## [Problem description]
Update the listing below by changing every "even-odd rule" to "nonzero winding rule" and keeping everything else the same.

## Begin

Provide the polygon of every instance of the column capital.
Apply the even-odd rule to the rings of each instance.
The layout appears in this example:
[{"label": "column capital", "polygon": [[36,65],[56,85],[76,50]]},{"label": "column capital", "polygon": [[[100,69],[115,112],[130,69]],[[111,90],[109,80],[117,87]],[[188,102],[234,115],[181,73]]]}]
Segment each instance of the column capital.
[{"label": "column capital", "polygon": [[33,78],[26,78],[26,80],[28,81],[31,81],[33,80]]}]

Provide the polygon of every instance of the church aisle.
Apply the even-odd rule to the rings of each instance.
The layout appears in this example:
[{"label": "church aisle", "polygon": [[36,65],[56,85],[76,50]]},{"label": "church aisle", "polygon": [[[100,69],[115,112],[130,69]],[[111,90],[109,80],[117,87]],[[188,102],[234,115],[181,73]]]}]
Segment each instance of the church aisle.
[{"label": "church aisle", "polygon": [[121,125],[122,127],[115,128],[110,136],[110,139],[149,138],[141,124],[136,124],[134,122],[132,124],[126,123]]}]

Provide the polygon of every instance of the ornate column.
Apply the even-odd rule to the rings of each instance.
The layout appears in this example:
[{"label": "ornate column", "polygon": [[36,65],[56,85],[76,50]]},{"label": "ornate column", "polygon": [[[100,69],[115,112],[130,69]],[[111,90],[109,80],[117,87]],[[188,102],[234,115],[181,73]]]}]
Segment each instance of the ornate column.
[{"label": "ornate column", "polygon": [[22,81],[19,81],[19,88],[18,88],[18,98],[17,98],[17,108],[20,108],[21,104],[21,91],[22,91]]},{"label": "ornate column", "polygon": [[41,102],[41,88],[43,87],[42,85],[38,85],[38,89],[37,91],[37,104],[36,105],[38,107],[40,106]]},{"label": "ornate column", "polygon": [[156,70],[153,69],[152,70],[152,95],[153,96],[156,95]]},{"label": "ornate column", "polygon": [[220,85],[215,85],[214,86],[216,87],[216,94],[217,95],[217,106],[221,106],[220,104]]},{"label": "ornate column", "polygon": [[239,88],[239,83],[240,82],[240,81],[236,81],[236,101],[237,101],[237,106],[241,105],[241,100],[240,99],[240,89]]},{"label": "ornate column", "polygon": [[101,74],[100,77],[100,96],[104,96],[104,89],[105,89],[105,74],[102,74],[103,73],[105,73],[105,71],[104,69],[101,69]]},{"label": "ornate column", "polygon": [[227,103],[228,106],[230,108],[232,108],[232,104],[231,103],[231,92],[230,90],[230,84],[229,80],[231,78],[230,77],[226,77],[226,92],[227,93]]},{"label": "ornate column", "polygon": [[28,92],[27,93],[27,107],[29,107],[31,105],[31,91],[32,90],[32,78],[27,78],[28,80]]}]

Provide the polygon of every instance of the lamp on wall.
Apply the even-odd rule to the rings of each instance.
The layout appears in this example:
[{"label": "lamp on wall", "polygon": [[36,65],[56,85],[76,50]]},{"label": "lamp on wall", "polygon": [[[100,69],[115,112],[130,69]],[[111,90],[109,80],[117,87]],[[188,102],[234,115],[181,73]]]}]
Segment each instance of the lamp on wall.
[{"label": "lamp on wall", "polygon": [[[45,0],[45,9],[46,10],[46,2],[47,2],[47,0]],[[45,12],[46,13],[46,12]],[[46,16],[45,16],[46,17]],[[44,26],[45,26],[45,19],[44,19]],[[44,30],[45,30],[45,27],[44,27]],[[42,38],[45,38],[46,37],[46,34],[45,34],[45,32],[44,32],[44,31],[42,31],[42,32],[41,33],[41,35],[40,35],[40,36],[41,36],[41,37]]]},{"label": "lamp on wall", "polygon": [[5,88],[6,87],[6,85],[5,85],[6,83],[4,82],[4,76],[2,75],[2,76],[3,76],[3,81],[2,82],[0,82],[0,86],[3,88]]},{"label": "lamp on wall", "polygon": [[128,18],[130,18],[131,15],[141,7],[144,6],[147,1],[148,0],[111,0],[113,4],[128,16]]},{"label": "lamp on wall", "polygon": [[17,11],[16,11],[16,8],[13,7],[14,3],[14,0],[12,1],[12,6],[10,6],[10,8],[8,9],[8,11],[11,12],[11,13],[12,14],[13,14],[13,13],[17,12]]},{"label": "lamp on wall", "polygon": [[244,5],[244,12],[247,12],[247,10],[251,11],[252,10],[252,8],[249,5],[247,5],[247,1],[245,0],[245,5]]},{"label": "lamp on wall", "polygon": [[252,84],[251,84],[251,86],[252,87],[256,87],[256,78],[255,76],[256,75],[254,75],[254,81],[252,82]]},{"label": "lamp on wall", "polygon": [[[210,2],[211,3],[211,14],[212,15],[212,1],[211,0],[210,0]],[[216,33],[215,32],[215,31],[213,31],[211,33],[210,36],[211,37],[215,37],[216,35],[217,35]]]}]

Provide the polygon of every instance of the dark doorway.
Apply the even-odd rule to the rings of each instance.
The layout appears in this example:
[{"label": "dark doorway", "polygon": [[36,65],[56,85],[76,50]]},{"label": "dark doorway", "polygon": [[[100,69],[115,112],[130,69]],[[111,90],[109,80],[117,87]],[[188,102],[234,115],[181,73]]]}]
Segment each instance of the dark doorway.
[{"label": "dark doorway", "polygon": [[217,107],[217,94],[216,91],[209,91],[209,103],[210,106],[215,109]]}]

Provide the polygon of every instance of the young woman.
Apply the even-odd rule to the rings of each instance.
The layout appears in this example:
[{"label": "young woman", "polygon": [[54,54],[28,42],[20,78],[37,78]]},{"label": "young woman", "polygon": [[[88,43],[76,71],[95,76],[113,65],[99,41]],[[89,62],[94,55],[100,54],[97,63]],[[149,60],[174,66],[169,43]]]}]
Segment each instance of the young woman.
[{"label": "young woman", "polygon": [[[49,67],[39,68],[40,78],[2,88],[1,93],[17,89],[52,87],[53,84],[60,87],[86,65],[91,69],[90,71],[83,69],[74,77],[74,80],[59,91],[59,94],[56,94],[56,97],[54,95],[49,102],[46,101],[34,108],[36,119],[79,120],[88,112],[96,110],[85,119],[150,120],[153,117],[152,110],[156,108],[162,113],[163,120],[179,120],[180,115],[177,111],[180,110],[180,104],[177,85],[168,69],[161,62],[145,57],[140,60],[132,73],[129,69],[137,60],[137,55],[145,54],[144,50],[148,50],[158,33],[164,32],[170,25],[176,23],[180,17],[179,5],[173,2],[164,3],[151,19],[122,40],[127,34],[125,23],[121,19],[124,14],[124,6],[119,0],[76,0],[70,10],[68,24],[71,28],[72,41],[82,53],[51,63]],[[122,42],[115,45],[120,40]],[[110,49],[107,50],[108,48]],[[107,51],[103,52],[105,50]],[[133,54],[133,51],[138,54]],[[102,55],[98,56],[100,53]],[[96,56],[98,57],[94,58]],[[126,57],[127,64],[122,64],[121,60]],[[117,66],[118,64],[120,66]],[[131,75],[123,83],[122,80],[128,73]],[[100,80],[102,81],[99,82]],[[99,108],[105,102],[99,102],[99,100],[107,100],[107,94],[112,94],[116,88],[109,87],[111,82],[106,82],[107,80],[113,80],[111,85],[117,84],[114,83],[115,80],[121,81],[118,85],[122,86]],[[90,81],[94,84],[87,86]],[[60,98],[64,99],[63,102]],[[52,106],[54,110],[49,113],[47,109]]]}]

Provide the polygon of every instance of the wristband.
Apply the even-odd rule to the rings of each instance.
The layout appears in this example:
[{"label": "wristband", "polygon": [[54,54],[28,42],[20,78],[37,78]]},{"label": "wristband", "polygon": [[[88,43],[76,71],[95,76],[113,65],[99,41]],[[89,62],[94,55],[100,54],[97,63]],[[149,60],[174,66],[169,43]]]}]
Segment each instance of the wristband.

## End

## [The answer]
Provide the polygon of every instance of the column capital.
Apply the nonzero winding rule to the rings of each instance.
The layout appears in this example:
[{"label": "column capital", "polygon": [[36,65],[56,85],[76,50]]},{"label": "column capital", "polygon": [[[100,69],[115,112],[130,69]],[[111,90],[109,80],[117,87]],[[188,102],[234,115],[181,73]]]}]
Segment each instance of the column capital.
[{"label": "column capital", "polygon": [[33,78],[26,78],[26,80],[28,81],[31,81],[33,80]]}]

Provide the polygon of every instance of the church aisle.
Apply the nonzero winding rule to the rings of each instance.
The layout appears in this example:
[{"label": "church aisle", "polygon": [[36,65],[56,85],[76,50]]},{"label": "church aisle", "polygon": [[[100,69],[115,112],[130,69]],[[111,90],[109,80],[117,87]],[[188,102],[234,115],[181,73]]]}]
Segment each instance of the church aisle.
[{"label": "church aisle", "polygon": [[121,125],[122,127],[115,128],[110,136],[110,139],[149,138],[141,124],[136,124],[134,122],[132,124],[126,123]]}]

Provide the polygon of every instance of the ornate column.
Apply the nonzero winding rule to the rings of each instance.
The layout appears in this example:
[{"label": "ornate column", "polygon": [[36,65],[56,85],[76,50]]},{"label": "ornate column", "polygon": [[[100,69],[115,112],[130,69]],[[111,90],[109,80],[117,87]],[[188,102],[234,115],[181,73]]]}]
Segment each instance of the ornate column.
[{"label": "ornate column", "polygon": [[22,81],[19,81],[19,88],[18,88],[18,98],[17,98],[17,108],[20,108],[21,104],[21,91],[22,91]]},{"label": "ornate column", "polygon": [[41,102],[41,88],[43,87],[42,85],[38,85],[38,89],[37,91],[37,104],[36,105],[38,107],[40,106]]},{"label": "ornate column", "polygon": [[156,70],[153,69],[152,70],[152,95],[153,96],[156,95]]},{"label": "ornate column", "polygon": [[220,85],[215,85],[214,86],[216,87],[216,94],[217,95],[217,106],[221,106],[220,104]]},{"label": "ornate column", "polygon": [[239,88],[239,83],[240,82],[240,81],[236,81],[236,101],[237,101],[237,106],[241,105],[241,100],[240,99],[240,89]]},{"label": "ornate column", "polygon": [[101,74],[100,77],[100,96],[104,96],[104,89],[105,89],[105,74],[102,74],[103,73],[105,73],[105,71],[104,69],[101,69]]},{"label": "ornate column", "polygon": [[227,103],[228,106],[230,108],[232,108],[232,104],[231,103],[231,92],[230,90],[230,84],[229,80],[231,78],[230,77],[226,77],[226,92],[227,93]]},{"label": "ornate column", "polygon": [[28,92],[27,93],[27,107],[29,107],[31,105],[31,91],[32,90],[32,78],[27,78],[28,80]]}]

Provide the polygon of every instance of the lamp on wall.
Apply the nonzero winding rule to the rings of each instance.
The layout appears in this example:
[{"label": "lamp on wall", "polygon": [[36,65],[56,85],[76,50]]},{"label": "lamp on wall", "polygon": [[[100,69],[115,112],[130,69]],[[111,90],[109,80],[117,87]],[[188,102],[234,115],[181,73]]]}]
Segment each instance of the lamp on wall.
[{"label": "lamp on wall", "polygon": [[[45,0],[45,9],[46,10],[46,2],[47,2],[47,0]],[[45,12],[46,13],[46,12]],[[46,16],[45,16],[46,17]],[[44,26],[45,26],[45,19],[44,19]],[[44,30],[45,30],[45,27],[44,27]],[[42,38],[45,38],[46,37],[46,34],[45,34],[45,32],[44,32],[44,31],[42,31],[42,32],[41,33],[41,35],[40,35],[40,36],[41,36],[41,37]]]},{"label": "lamp on wall", "polygon": [[5,88],[6,87],[6,85],[5,85],[6,83],[4,82],[4,76],[2,75],[2,76],[3,76],[3,81],[2,82],[0,82],[0,86],[3,88]]},{"label": "lamp on wall", "polygon": [[128,18],[130,18],[131,15],[141,7],[144,6],[147,1],[148,0],[111,0],[113,4],[128,16]]},{"label": "lamp on wall", "polygon": [[17,11],[16,11],[16,8],[13,7],[14,3],[14,0],[12,1],[12,6],[10,6],[10,8],[8,9],[8,11],[11,12],[11,13],[12,14],[13,14],[13,13],[17,12]]},{"label": "lamp on wall", "polygon": [[244,5],[244,12],[247,12],[247,10],[251,11],[252,10],[252,8],[249,5],[247,5],[247,1],[245,0],[245,5]]},{"label": "lamp on wall", "polygon": [[252,84],[251,84],[251,86],[252,87],[256,87],[256,78],[255,76],[256,75],[254,75],[254,81],[252,82]]},{"label": "lamp on wall", "polygon": [[[210,2],[211,3],[211,14],[212,15],[212,1],[211,0],[210,0]],[[216,33],[215,32],[215,31],[213,31],[211,33],[210,36],[211,37],[215,37],[216,35],[217,35]]]}]

Provide the polygon of every instance of the dark doorway.
Apply the nonzero winding rule to the rings of each instance.
The layout appears in this example:
[{"label": "dark doorway", "polygon": [[36,65],[56,85],[76,50]]},{"label": "dark doorway", "polygon": [[[100,69],[115,112],[130,69]],[[111,90],[109,80],[117,87]],[[188,102],[234,115],[181,73]]]}]
Segment each instance of the dark doorway.
[{"label": "dark doorway", "polygon": [[217,107],[217,94],[216,91],[209,91],[209,103],[210,106],[215,109]]}]

Provide the polygon of every instance of the young woman.
Apply the nonzero winding rule to the rings of each instance.
The layout appears in this example:
[{"label": "young woman", "polygon": [[54,54],[28,42],[20,78],[37,78]]},{"label": "young woman", "polygon": [[[88,43],[76,71],[95,76],[113,65],[99,41]],[[89,62],[94,55],[100,54],[97,63]],[[149,60],[174,66],[169,43]]]}]
Segment each instance of the young woman.
[{"label": "young woman", "polygon": [[[49,67],[39,68],[40,78],[2,88],[1,93],[17,89],[52,87],[53,84],[60,87],[86,65],[91,69],[90,71],[83,69],[74,77],[74,80],[59,91],[59,94],[56,94],[56,97],[54,95],[49,102],[46,101],[34,108],[36,119],[79,120],[88,112],[96,110],[85,119],[150,120],[153,117],[152,110],[156,108],[162,113],[163,120],[179,120],[180,115],[177,111],[180,110],[180,104],[177,85],[168,69],[161,62],[145,57],[140,60],[132,73],[129,69],[137,60],[137,55],[145,54],[144,50],[148,50],[158,33],[164,32],[170,25],[176,23],[180,17],[179,5],[173,2],[164,3],[151,19],[122,40],[127,34],[125,23],[121,19],[124,14],[124,6],[119,0],[76,0],[70,10],[68,24],[71,28],[72,41],[82,53],[51,63]],[[122,42],[115,45],[120,40]],[[110,49],[107,50],[108,48]],[[107,51],[103,52],[105,50]],[[133,54],[133,51],[138,54]],[[102,55],[98,56],[100,53]],[[96,56],[98,57],[94,58]],[[126,57],[127,64],[122,64],[121,60]],[[117,66],[118,64],[120,66]],[[131,75],[123,83],[122,80],[128,73]],[[100,80],[102,81],[99,82]],[[99,108],[105,102],[99,102],[99,100],[107,100],[107,94],[112,94],[116,88],[109,87],[111,82],[106,82],[107,80],[113,80],[111,85],[117,84],[114,83],[115,80],[121,81],[118,85],[122,86]],[[90,81],[94,84],[87,86]],[[60,98],[64,99],[63,102]],[[52,106],[54,110],[49,113],[47,109]]]}]

Provide the polygon of every instance of the wristband.
Apply the nonzero winding rule to the rings of each instance.
The layout appears in this example:
[{"label": "wristband", "polygon": [[54,54],[28,42],[20,78],[37,78]]},{"label": "wristband", "polygon": [[[88,43],[76,71],[95,76],[113,65],[99,41]],[[89,62],[94,55],[100,54],[97,63]],[[149,60],[174,66],[169,43]]]}]
Segment each instance of the wristband.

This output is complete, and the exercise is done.